Work required ▸ Set down exactly the lines in the records below that run from the line with "Each pair is formatted like [676, 651]." to the line with "Each pair is formatted like [699, 644].", inclusive, and nothing more.

Material provided ▸
_ _ _ _ _

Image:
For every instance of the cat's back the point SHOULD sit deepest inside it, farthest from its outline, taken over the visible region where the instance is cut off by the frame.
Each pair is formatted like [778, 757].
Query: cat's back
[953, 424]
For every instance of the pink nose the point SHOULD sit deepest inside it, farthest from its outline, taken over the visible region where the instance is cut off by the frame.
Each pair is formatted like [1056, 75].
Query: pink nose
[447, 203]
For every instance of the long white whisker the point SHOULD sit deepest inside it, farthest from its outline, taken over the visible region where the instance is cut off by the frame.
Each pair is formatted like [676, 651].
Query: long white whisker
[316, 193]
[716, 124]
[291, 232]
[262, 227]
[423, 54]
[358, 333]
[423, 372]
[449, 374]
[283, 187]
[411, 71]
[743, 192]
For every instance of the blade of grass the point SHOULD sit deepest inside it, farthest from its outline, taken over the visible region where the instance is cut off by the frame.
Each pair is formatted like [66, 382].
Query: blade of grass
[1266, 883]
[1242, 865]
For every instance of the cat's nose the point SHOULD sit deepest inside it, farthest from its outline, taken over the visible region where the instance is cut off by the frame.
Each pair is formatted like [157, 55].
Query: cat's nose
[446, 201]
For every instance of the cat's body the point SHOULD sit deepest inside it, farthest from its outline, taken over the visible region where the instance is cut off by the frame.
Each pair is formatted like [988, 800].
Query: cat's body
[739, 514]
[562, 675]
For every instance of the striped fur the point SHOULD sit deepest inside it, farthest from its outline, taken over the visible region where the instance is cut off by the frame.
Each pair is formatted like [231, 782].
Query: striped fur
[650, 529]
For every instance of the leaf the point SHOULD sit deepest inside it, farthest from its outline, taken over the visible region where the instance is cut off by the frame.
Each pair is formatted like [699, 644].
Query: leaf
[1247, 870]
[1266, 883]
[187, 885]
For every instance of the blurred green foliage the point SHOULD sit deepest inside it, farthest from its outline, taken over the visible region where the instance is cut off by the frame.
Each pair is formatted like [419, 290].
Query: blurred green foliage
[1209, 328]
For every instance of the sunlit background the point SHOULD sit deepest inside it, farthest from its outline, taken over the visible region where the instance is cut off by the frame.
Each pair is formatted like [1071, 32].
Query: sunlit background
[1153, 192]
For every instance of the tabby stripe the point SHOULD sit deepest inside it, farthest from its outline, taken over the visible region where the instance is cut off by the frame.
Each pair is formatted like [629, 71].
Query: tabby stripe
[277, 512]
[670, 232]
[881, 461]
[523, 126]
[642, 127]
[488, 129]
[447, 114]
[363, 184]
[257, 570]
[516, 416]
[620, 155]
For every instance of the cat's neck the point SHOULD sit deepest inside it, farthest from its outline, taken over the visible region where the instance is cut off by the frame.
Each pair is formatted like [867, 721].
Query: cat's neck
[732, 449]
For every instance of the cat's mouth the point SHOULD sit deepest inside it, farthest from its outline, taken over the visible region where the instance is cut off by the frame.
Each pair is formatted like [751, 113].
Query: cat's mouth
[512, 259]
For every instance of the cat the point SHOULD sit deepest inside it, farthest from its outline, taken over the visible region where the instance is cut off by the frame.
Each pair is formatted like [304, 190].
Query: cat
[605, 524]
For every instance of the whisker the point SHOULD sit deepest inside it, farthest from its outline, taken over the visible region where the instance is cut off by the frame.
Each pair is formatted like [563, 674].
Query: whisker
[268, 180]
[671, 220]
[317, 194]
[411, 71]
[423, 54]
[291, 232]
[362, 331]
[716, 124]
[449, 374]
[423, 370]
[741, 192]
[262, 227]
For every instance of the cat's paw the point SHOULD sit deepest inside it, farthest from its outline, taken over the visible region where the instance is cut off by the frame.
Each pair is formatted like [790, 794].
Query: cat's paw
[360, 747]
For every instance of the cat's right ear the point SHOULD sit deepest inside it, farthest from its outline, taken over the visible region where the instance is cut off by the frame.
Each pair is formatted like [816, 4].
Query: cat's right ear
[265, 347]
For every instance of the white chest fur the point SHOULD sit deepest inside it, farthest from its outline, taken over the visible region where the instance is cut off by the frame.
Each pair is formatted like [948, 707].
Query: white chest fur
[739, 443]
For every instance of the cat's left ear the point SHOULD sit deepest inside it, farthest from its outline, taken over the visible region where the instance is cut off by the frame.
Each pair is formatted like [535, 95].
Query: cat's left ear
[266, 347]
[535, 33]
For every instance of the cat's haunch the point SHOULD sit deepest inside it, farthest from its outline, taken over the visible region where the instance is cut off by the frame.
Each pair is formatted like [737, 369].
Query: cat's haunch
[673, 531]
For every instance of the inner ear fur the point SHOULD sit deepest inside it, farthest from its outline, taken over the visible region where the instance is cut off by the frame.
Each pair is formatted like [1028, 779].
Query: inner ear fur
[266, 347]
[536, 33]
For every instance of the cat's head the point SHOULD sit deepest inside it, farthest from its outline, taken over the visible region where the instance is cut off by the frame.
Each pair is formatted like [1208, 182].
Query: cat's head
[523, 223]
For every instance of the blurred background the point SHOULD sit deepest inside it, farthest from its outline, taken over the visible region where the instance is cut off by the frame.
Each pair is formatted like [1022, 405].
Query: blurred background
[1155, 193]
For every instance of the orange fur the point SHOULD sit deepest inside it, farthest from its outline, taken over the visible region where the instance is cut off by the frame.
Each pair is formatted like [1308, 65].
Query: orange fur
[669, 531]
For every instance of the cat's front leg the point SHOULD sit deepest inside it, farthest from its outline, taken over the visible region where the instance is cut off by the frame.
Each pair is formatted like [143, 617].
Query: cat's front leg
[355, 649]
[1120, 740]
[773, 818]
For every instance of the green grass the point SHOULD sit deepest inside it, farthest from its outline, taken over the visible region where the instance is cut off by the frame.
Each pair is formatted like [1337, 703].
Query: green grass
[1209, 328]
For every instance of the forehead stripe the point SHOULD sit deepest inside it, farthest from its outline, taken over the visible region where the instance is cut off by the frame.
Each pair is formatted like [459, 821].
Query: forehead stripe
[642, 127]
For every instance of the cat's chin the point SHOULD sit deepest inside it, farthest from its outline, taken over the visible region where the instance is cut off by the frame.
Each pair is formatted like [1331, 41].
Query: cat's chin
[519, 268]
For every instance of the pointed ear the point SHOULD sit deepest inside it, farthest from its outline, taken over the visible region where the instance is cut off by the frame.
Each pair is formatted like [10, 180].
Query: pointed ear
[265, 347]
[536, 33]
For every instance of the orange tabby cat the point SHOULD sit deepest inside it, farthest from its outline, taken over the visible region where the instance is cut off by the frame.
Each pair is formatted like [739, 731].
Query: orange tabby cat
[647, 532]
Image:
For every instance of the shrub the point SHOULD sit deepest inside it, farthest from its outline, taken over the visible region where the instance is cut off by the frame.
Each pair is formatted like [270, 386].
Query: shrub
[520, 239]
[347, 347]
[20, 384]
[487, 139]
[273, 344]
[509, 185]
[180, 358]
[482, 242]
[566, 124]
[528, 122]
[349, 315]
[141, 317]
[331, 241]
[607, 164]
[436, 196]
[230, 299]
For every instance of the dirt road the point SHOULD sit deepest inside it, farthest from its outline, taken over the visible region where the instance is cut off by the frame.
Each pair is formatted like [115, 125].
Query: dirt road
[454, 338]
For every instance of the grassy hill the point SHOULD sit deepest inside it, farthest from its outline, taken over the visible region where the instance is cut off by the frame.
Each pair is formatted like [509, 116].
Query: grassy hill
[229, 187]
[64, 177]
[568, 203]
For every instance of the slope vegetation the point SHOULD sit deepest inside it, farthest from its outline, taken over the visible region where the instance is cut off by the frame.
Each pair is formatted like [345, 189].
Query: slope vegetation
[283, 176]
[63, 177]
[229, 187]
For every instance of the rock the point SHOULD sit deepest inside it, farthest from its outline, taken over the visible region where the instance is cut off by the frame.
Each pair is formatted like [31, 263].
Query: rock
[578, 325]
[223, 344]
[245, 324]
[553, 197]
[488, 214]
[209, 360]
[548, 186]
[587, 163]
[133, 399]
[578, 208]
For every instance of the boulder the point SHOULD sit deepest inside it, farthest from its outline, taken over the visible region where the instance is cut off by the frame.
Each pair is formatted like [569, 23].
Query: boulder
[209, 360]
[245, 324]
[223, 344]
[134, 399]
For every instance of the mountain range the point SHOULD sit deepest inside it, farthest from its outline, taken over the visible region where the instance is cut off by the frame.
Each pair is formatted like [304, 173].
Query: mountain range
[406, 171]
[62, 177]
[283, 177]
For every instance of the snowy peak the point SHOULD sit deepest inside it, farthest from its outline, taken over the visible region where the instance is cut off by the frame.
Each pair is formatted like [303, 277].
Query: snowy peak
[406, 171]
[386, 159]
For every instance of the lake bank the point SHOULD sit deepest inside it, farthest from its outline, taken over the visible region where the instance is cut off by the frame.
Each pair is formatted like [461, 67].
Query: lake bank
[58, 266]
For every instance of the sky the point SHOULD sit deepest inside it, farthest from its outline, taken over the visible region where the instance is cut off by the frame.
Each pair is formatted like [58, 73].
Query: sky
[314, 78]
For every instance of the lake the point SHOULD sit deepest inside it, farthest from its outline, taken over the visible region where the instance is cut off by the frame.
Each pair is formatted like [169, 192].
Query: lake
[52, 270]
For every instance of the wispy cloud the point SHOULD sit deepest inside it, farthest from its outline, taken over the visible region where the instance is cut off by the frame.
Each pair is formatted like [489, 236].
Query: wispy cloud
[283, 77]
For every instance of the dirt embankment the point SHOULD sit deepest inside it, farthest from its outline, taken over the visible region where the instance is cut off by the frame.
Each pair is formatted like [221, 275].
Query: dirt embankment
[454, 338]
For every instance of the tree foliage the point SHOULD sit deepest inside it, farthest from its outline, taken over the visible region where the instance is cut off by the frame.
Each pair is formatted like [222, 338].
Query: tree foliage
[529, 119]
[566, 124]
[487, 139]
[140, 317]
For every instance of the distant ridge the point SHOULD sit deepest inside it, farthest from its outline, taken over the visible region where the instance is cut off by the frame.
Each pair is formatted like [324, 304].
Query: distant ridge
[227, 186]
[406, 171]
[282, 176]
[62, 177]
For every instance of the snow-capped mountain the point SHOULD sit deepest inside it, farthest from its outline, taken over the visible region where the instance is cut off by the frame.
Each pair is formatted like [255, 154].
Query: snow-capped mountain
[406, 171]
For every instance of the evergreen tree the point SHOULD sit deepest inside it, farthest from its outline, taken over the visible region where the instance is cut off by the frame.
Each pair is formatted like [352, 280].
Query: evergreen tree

_ _ _ _ _

Completed task ▸
Each pair is formatted like [676, 651].
Query: long white whisker
[316, 193]
[716, 124]
[291, 232]
[262, 227]
[423, 54]
[358, 333]
[423, 372]
[449, 374]
[283, 187]
[411, 71]
[743, 192]
For every instance of the blade of grass the point SHOULD sit deepest inside it, farthest from its outline, taken over the visible region where the instance is cut off by the frame.
Each pair is formatted like [66, 382].
Query: blade of grass
[1266, 883]
[1242, 865]
For every instance of the cat's nose the point SHOULD sit deepest inside it, farthest from its outline, taken over the visible region where the instance is cut off by the frame.
Each pair is formatted like [157, 55].
Query: cat's nose
[446, 201]
For every instance of the cat's body the point SHOULD sit deepest inside it, farthest from its outline, taken over the visible region where the instance is cut off by the frame.
Each pair is formatted like [988, 800].
Query: cat's body
[739, 514]
[562, 675]
For every instance of the striped fur the point SHOULD sit deepest inside it, farthest from its outline, taken over the visible region where the instance is cut off by the frame.
Each pair is formatted like [231, 782].
Query: striped fur
[650, 529]
For every instance of the leaf the point SHOULD sit deepest inside it, farthest from its outline, taken over the visible region where the instance is cut off by the frame.
Each pair is formatted like [699, 644].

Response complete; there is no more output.